***** Dataset excerpts *****
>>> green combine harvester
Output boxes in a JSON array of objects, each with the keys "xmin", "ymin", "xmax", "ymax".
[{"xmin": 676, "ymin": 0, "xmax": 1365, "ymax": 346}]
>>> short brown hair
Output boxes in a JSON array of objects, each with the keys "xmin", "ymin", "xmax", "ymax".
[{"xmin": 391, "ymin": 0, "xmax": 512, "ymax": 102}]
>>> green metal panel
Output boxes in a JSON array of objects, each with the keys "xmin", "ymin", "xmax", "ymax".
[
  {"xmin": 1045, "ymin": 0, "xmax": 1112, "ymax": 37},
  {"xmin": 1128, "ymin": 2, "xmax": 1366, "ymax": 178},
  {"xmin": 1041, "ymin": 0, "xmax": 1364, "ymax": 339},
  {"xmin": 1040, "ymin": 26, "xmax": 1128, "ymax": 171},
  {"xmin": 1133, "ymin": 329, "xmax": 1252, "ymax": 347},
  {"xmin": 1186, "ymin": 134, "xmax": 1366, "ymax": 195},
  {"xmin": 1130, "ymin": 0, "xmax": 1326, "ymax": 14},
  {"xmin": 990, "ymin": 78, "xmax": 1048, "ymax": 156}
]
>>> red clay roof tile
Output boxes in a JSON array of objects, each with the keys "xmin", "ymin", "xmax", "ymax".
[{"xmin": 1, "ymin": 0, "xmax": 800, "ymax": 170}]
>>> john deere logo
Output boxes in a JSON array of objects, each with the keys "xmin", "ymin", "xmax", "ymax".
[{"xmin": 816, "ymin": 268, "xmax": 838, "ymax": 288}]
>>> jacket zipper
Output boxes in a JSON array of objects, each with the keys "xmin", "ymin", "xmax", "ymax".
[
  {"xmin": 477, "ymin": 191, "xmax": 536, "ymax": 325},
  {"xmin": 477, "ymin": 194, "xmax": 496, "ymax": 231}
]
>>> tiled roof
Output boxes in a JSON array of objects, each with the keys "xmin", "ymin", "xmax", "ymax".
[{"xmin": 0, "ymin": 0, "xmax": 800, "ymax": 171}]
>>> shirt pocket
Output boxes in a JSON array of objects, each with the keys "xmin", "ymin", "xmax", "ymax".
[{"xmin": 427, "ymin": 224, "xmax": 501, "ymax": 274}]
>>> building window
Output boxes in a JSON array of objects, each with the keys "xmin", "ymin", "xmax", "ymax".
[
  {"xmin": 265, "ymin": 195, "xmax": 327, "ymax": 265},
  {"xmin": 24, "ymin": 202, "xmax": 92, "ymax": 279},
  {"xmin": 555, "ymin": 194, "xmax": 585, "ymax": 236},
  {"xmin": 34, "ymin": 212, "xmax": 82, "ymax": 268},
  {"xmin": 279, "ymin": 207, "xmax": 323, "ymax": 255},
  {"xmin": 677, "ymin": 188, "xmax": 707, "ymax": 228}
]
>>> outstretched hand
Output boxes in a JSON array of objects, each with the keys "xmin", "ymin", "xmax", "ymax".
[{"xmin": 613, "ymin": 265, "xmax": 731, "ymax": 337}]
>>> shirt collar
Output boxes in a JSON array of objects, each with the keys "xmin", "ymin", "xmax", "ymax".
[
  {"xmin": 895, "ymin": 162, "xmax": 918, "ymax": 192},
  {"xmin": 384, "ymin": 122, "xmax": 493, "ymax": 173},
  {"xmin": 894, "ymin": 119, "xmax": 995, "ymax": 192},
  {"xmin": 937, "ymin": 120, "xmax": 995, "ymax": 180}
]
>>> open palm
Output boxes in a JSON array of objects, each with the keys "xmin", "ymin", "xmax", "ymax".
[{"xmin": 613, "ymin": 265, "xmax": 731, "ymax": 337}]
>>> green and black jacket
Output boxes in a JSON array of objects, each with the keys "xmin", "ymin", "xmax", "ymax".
*****
◆ What you are asked to do
Copy the lines above that hold the word "jacket".

◆ Solution to this problem
>>> jacket zipper
>>> green and black jacket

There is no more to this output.